The listing below contains a span that opens with the line containing "the rocky shoreline" and closes with the line containing "the vegetation on". Return that span exactly.

☆ ☆ ☆ ☆

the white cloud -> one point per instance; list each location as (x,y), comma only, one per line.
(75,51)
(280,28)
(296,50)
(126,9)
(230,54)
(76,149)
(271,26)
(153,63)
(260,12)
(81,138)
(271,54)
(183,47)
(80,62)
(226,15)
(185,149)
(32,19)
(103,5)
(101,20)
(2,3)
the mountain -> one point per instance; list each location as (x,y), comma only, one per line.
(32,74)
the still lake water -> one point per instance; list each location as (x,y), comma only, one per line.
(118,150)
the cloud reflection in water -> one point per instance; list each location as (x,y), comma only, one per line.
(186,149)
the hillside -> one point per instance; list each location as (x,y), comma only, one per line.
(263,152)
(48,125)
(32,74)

☆ ☆ ☆ ☆

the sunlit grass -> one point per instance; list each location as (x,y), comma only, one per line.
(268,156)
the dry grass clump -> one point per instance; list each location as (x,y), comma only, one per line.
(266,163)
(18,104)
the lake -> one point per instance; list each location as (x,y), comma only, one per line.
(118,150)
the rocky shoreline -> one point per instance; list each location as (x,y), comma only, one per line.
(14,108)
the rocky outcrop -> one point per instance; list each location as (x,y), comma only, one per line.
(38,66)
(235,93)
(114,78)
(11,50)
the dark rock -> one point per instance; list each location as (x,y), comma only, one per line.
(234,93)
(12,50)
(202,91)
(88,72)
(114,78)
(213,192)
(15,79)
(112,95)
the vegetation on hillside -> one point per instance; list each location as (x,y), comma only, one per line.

☆ ☆ ☆ ☆

**YOUR RESPONSE:**
the rocky shoreline -> one point per instance; list each location as (x,y), comma only, one per line.
(14,108)
the rocky outcrop -> one point per instance; list each location as (x,y), comma only, one per line.
(38,66)
(235,93)
(114,78)
(11,50)
the dark rock -> one point per instance; list each location as (x,y), comma only, one per line.
(234,93)
(12,50)
(202,91)
(88,72)
(114,78)
(213,192)
(15,79)
(112,95)
the vegetation on hillside -> one point per instance; list each location as (x,y), comma only, one per line.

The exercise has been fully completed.